A. Z.: “Time cures everything. At first we went through some very, very difficult years, because apart from murdering my husband, they were still slandering him. Until people began to realize that things were not as rumour had it and then they started to support us. I think most older people realized from the beginning, because they knew Luis and that he would not hurt anyone. Things have been getting better over time”.

L. D.: “Eventually you get over the killing, but just as I can now say that I would like to see some prisoners released; if there were another attack I might just say the opposite and really radically. Thank heavens it’s over now, because hatred is not getting us anywhere. And there’s still a lot of hatred on both sides. Even before it happened to my dad, I had to deliver coffins because of terrorist attacks. The worst part for me was the way people reacted, the fear … I couldn’t understand why people were not more sensitive. People preferred not to say anything in order to protect themselves, but if people had demonstrated whenever there was an attack, it would have been different”.

“Sometimes I would also think that I was to blame in part because I refused to keep quiet. Before the threat, I would speak to people in the street and confront them by asking whether we were animals or what”.

A. Z.: “Luis never spoke about politics. In those days, on the feast of All Saints or during the Aberri Eguna (Basque Fatherland Day) he would open the cemetery at 6 in the morning. He also saw people distributing leaflets when that was forbidden, but he never said anything to anyone but me. On another occasion, we were driving along and we came across a car accident, and it turned out that they had ETA propaganda and he said nothing about it. They put it in our car so that when the Civil Guard arrived, they wouldn’t find it”.

▶ [DIRECTIONS]
**1.** Translate this sentence from the testimonies about the attacks into Spanish: "Thank heavens it’s over now, because hatred is not getting us anywhere."
**2.** Pick up the testimonies about the attacks right after their final sentence and continue them.

▶ [SUPPLIED RECORDS]
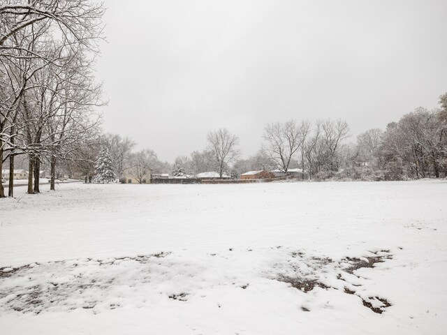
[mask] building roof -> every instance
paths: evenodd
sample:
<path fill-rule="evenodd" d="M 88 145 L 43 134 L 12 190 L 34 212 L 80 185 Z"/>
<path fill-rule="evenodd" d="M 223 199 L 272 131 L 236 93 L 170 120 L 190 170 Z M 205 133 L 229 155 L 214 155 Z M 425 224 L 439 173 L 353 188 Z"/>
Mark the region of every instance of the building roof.
<path fill-rule="evenodd" d="M 241 176 L 253 176 L 254 174 L 258 174 L 262 172 L 262 170 L 261 171 L 249 171 L 248 172 L 242 173 Z"/>
<path fill-rule="evenodd" d="M 277 170 L 272 170 L 271 172 L 274 172 L 274 173 L 279 173 L 279 172 L 284 173 L 284 171 L 282 171 L 282 170 L 279 170 L 279 169 L 277 169 Z M 301 169 L 298 169 L 298 168 L 296 168 L 296 169 L 288 169 L 288 170 L 287 170 L 287 172 L 292 172 L 292 173 L 293 173 L 293 172 L 302 172 L 302 170 L 301 170 Z"/>
<path fill-rule="evenodd" d="M 207 172 L 200 172 L 196 174 L 196 178 L 220 178 L 220 175 L 218 172 L 214 172 L 213 171 L 208 171 Z M 229 178 L 229 176 L 226 174 L 223 174 L 222 178 Z"/>

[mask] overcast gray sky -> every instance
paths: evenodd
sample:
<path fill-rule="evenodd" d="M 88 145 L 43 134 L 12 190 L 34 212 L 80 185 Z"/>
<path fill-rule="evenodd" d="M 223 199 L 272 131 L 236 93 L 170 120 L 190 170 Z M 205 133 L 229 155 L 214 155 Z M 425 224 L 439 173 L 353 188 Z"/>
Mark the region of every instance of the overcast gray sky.
<path fill-rule="evenodd" d="M 227 128 L 341 118 L 358 135 L 447 91 L 447 1 L 107 0 L 105 129 L 173 161 Z M 355 140 L 353 137 L 352 140 Z"/>

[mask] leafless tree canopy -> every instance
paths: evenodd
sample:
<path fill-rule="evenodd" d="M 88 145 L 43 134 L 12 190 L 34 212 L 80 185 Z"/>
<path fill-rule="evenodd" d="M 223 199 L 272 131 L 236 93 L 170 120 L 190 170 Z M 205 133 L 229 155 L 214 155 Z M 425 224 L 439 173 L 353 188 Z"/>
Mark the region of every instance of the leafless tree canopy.
<path fill-rule="evenodd" d="M 284 124 L 268 124 L 264 128 L 264 151 L 274 163 L 275 168 L 287 173 L 297 151 L 301 148 L 309 133 L 309 123 L 298 124 L 295 120 Z"/>
<path fill-rule="evenodd" d="M 214 156 L 218 172 L 221 178 L 226 165 L 232 163 L 240 154 L 239 137 L 230 134 L 227 129 L 219 128 L 210 131 L 207 135 L 208 150 Z"/>

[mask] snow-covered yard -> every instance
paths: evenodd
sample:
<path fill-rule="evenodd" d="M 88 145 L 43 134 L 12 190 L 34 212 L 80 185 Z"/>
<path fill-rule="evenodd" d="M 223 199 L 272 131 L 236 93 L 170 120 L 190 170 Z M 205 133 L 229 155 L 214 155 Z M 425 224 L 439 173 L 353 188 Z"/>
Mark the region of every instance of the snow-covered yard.
<path fill-rule="evenodd" d="M 42 188 L 0 200 L 0 334 L 446 334 L 446 181 Z"/>

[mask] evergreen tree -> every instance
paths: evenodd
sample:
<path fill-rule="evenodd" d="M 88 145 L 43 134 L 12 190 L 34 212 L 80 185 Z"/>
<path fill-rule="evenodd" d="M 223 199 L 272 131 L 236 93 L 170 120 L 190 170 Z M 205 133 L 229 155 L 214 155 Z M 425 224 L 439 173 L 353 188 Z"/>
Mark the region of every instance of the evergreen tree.
<path fill-rule="evenodd" d="M 172 174 L 174 177 L 183 177 L 184 176 L 184 170 L 183 168 L 178 164 L 174 164 L 174 168 L 173 168 Z"/>
<path fill-rule="evenodd" d="M 94 183 L 104 184 L 112 181 L 115 179 L 115 173 L 112 165 L 110 155 L 105 148 L 101 149 L 95 165 L 95 177 Z"/>

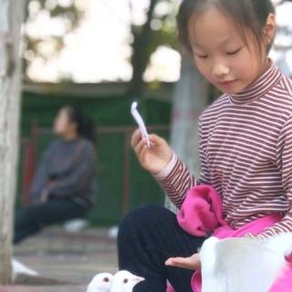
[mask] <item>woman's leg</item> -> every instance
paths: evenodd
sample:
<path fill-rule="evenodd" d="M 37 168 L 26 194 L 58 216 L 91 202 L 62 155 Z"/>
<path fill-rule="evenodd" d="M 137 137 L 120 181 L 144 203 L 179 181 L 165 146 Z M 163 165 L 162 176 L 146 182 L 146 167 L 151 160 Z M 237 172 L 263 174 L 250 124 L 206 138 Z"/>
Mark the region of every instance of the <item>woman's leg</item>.
<path fill-rule="evenodd" d="M 40 232 L 44 226 L 80 218 L 86 213 L 84 207 L 68 200 L 52 200 L 25 207 L 16 214 L 14 243 Z"/>
<path fill-rule="evenodd" d="M 120 269 L 144 276 L 135 292 L 165 292 L 168 279 L 176 292 L 191 292 L 193 271 L 165 266 L 172 256 L 190 256 L 204 241 L 185 233 L 176 216 L 159 206 L 134 210 L 121 223 L 118 238 Z"/>

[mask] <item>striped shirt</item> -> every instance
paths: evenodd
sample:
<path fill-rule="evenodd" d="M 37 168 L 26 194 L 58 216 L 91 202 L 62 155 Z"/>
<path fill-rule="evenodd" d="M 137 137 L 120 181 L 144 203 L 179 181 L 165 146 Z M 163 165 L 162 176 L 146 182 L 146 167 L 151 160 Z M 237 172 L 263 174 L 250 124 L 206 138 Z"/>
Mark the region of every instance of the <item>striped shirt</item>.
<path fill-rule="evenodd" d="M 279 213 L 260 237 L 292 232 L 292 81 L 272 65 L 248 89 L 224 94 L 199 122 L 201 176 L 175 154 L 156 175 L 180 208 L 193 186 L 211 184 L 234 228 Z"/>

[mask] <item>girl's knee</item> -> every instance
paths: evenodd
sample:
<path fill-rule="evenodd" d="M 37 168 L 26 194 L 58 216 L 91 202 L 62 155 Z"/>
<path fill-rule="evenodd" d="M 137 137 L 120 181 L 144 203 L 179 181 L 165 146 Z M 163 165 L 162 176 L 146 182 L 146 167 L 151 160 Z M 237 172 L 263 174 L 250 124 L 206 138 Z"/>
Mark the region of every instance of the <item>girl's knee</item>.
<path fill-rule="evenodd" d="M 139 230 L 151 228 L 157 224 L 163 224 L 167 218 L 174 216 L 164 207 L 158 205 L 144 205 L 130 212 L 120 225 L 120 233 L 133 233 Z"/>

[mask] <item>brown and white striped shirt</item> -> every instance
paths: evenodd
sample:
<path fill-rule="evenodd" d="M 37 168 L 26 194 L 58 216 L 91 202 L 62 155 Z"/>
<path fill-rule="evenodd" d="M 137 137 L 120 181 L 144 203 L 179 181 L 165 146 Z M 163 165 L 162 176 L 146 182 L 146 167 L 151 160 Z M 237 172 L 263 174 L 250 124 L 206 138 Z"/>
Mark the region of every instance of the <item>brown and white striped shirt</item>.
<path fill-rule="evenodd" d="M 201 177 L 176 155 L 156 179 L 180 208 L 194 185 L 213 185 L 227 223 L 283 220 L 262 237 L 292 232 L 292 81 L 272 65 L 245 91 L 224 94 L 200 118 Z"/>

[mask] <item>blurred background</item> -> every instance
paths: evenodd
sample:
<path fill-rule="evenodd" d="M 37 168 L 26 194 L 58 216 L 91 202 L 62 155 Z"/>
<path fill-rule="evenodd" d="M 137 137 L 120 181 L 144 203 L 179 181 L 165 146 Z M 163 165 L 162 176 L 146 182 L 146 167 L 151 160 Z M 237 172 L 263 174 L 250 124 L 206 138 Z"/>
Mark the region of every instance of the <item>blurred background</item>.
<path fill-rule="evenodd" d="M 90 224 L 116 224 L 134 206 L 163 203 L 159 186 L 140 168 L 129 145 L 135 127 L 132 100 L 139 101 L 150 130 L 171 140 L 179 156 L 198 171 L 197 117 L 218 93 L 179 53 L 179 3 L 27 1 L 17 207 L 29 203 L 29 186 L 52 140 L 54 116 L 67 104 L 84 110 L 98 125 L 99 189 Z M 291 75 L 292 3 L 275 4 L 278 35 L 271 57 Z"/>
<path fill-rule="evenodd" d="M 292 77 L 292 2 L 274 2 L 278 33 L 270 57 Z M 72 285 L 47 291 L 79 292 L 94 274 L 117 270 L 117 229 L 109 233 L 109 227 L 141 204 L 166 203 L 172 208 L 130 149 L 136 129 L 131 102 L 139 102 L 149 131 L 167 139 L 197 174 L 198 117 L 220 92 L 203 79 L 189 56 L 180 53 L 175 24 L 179 0 L 26 3 L 16 209 L 32 203 L 29 193 L 37 165 L 55 139 L 54 118 L 68 104 L 97 124 L 98 189 L 85 220 L 66 224 L 65 231 L 61 224 L 31 237 L 16 246 L 15 256 L 44 276 L 38 284 Z M 82 229 L 87 226 L 93 228 Z M 29 281 L 36 285 L 36 280 Z"/>

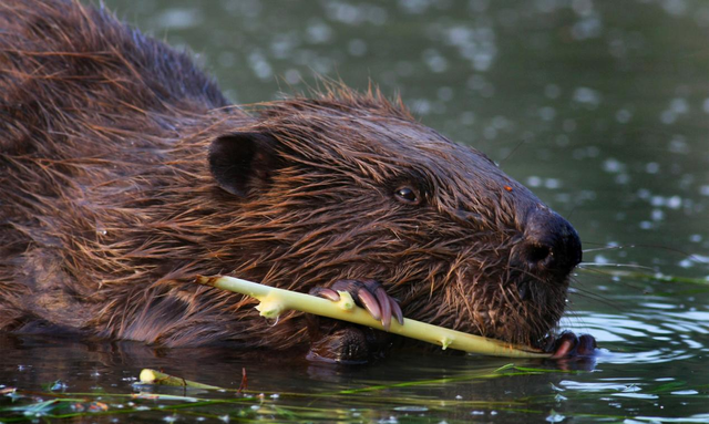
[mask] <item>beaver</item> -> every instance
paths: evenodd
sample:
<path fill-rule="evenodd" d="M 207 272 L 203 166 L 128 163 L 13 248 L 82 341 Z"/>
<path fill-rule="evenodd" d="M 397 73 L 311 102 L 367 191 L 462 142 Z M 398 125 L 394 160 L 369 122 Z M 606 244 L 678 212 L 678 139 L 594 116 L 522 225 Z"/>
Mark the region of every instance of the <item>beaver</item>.
<path fill-rule="evenodd" d="M 376 89 L 233 105 L 103 8 L 0 3 L 0 330 L 371 354 L 367 330 L 195 283 L 230 275 L 541 345 L 580 259 L 564 218 Z"/>

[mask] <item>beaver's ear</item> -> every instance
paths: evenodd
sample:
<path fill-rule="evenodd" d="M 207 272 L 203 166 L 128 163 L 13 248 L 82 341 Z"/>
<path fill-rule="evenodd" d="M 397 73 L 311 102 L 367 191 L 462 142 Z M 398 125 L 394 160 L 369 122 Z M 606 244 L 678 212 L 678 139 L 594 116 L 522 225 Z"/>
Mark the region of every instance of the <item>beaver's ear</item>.
<path fill-rule="evenodd" d="M 265 187 L 276 167 L 276 139 L 268 134 L 233 133 L 209 146 L 209 170 L 219 187 L 236 196 Z"/>

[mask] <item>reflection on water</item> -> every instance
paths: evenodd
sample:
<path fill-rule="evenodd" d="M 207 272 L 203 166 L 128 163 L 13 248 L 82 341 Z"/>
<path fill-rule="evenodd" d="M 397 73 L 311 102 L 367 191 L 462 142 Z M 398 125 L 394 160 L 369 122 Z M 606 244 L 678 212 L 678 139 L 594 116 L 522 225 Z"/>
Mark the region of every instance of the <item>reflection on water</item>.
<path fill-rule="evenodd" d="M 189 393 L 232 402 L 202 410 L 111 400 L 112 411 L 135 411 L 93 421 L 709 421 L 709 286 L 619 278 L 607 267 L 709 275 L 708 2 L 106 4 L 193 49 L 235 102 L 307 90 L 314 73 L 360 89 L 371 79 L 401 93 L 425 124 L 486 152 L 582 235 L 587 265 L 562 327 L 593 333 L 605 351 L 595 363 L 515 361 L 555 372 L 500 376 L 507 360 L 438 352 L 346 369 L 232 351 L 0 337 L 0 409 L 50 399 L 27 391 L 130 395 L 150 366 L 232 389 L 246 369 L 256 392 Z M 18 399 L 9 387 L 25 394 Z M 9 416 L 23 415 L 0 410 L 0 422 Z"/>

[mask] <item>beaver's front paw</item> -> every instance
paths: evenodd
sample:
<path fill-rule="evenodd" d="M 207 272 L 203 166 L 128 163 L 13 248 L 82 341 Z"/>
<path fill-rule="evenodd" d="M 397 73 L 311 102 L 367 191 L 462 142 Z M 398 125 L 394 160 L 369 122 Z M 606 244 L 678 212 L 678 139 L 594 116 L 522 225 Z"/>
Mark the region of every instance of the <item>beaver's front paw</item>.
<path fill-rule="evenodd" d="M 392 317 L 403 323 L 399 303 L 374 280 L 340 280 L 330 288 L 316 287 L 310 294 L 338 301 L 338 291 L 350 293 L 357 304 L 380 320 L 387 330 Z M 383 355 L 390 344 L 388 334 L 381 331 L 312 314 L 306 317 L 310 338 L 307 358 L 311 361 L 364 363 Z"/>
<path fill-rule="evenodd" d="M 596 339 L 590 334 L 576 335 L 565 331 L 557 338 L 549 338 L 546 351 L 552 353 L 552 359 L 571 356 L 592 356 L 596 353 Z"/>
<path fill-rule="evenodd" d="M 387 294 L 381 283 L 376 280 L 339 280 L 330 288 L 316 287 L 310 290 L 310 294 L 337 302 L 340 300 L 338 291 L 350 293 L 359 307 L 367 309 L 373 319 L 381 321 L 384 330 L 389 331 L 392 316 L 403 324 L 399 303 Z"/>

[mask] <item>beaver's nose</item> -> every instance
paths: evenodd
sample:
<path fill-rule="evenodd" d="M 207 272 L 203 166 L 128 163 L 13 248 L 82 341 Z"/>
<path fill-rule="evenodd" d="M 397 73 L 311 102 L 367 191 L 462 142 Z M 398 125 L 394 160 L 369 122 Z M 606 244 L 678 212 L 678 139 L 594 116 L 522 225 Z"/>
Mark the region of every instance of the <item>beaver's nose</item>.
<path fill-rule="evenodd" d="M 524 236 L 514 251 L 515 261 L 537 276 L 566 276 L 582 259 L 580 239 L 574 227 L 546 208 L 527 215 Z"/>

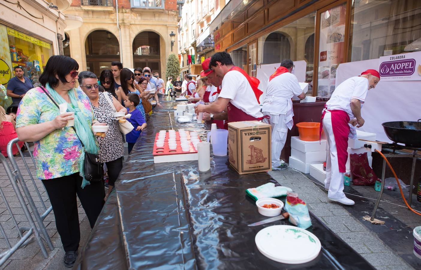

▶ [RESULTS FOR THE EXERCISE]
**1.** Gracias a Dios que ya se ha acabado, porque el odio no nos está llevando a ninguna parte.

**2.**
L. D.: “When someone came up to me to tell me something about my father, I asked them who had been arrested in Bergara that warranted such an opinion. If my father had told the Civil Guard something, someone would have been arrested. But there were no arrests, nothing. There were some after his murder, because someone had done it. Although I don’t care who they were. As I have said in interviews; I’m not interested in the name of the person who murdered my father because, in the end, it was people’s words that killed him. It would have been one terrorist or another”.

“Leaving Bergara has never crossed our minds. It’s a small town and depending who you meet you can detect looks, gestures … If you’re angry and you see these things, you get angrier. For example, I didn’t go to the Gesto por la Paz (Gesture for Peace) demonstrations that were held at the pelota courts every Friday. I heard that some kids from here had gone looking for someone I knew and then attacked him. Since then I have been to all of them. We had a banner calling for peace, and sometimes had to endure insults. We could see them opposite use and we had to put up with it”.

A. Z.: “You can’t live full of hatred. I deal with many people who see things in a different way, but all that is required is for them to respect me and for me to respect them”.